WHAT IS BEING ASKED
Figure out the number of lines in the data that hold the string "When". Reply with that figure only.

── INPUT DATA ──

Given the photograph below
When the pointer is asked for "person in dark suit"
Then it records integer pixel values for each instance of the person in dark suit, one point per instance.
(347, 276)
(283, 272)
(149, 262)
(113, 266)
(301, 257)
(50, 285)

───
── INPUT DATA ──

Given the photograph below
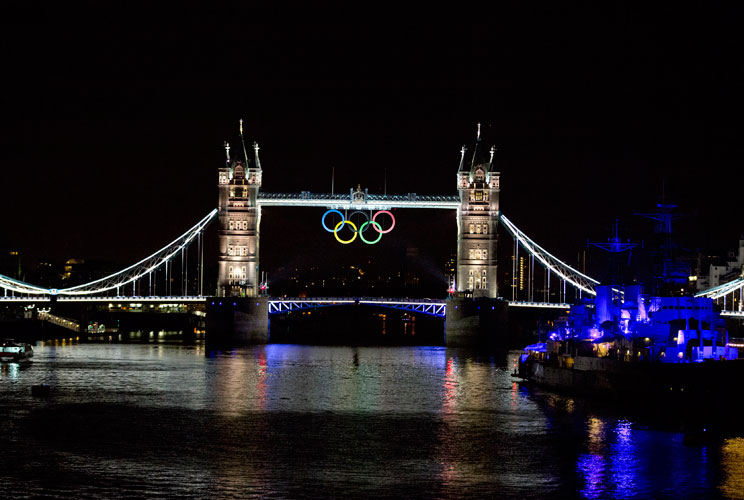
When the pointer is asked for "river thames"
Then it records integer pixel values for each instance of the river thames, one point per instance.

───

OUTPUT OF THE TASK
2